Work request |
From the records below, return every line containing the word "girl".

Input records |
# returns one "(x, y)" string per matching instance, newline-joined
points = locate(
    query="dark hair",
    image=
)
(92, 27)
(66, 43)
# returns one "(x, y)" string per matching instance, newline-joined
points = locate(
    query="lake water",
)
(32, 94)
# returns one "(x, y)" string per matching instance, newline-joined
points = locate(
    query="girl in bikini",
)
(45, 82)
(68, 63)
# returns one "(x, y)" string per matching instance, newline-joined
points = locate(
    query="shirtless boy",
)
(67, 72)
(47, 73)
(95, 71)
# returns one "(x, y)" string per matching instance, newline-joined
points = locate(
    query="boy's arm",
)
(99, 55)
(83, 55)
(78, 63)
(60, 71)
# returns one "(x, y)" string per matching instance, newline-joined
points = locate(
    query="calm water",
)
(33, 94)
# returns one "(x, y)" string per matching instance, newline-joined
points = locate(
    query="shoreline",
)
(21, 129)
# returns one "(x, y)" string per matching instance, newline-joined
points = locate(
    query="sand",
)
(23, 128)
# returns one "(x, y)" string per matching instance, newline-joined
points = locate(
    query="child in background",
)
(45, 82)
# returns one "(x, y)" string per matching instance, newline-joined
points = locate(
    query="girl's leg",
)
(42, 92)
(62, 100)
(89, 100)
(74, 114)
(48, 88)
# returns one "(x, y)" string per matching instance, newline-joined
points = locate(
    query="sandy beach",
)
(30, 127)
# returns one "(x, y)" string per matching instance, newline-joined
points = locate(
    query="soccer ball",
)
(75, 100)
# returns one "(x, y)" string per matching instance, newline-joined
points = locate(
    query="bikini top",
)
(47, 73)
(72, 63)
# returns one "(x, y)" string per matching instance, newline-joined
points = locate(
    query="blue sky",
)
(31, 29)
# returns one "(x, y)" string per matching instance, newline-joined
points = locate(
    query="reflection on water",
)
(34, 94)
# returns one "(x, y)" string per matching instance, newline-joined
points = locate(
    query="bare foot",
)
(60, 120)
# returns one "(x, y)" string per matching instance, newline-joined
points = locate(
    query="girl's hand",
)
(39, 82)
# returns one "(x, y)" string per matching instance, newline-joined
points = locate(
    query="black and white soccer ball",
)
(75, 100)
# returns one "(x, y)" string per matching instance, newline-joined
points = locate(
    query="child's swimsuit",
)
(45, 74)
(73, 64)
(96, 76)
==
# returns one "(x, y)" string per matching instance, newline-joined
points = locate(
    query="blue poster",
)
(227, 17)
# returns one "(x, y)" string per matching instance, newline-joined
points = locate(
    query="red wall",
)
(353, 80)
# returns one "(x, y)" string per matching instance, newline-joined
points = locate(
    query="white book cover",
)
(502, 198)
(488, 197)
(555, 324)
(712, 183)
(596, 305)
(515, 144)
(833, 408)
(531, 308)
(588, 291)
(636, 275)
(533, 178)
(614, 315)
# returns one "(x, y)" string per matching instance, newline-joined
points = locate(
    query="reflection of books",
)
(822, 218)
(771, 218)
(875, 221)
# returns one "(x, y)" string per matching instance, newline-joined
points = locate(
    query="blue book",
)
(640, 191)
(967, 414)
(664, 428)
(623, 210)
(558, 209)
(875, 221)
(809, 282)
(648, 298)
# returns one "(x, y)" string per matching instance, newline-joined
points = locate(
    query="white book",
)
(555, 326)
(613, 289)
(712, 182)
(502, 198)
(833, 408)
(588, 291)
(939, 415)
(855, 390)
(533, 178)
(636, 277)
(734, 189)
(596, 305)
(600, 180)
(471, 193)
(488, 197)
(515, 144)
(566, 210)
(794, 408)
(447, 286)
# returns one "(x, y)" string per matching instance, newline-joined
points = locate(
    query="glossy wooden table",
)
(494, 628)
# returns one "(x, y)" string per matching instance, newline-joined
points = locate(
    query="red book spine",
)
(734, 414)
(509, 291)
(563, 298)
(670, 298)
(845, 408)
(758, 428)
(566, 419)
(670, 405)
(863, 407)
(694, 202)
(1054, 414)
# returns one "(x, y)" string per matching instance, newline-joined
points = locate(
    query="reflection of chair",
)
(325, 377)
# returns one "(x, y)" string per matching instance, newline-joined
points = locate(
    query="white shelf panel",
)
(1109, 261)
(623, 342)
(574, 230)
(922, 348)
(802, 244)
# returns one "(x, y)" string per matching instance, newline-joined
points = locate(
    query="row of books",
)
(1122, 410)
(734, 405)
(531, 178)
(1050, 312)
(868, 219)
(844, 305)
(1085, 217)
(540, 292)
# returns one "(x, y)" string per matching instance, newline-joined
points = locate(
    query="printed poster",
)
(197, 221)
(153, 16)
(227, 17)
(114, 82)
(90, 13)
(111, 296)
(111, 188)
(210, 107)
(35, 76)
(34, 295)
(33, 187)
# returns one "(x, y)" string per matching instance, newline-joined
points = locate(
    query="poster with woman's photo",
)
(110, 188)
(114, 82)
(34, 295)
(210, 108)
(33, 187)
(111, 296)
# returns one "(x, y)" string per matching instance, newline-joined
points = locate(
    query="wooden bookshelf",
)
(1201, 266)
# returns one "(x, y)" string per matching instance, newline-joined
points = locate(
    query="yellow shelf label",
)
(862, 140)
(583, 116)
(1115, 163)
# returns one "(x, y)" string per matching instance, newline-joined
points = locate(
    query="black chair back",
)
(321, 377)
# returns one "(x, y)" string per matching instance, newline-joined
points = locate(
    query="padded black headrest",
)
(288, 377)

Answer to this exercise |
    query="girl in bikini",
    query="girl's leg",
    query="girl's hand",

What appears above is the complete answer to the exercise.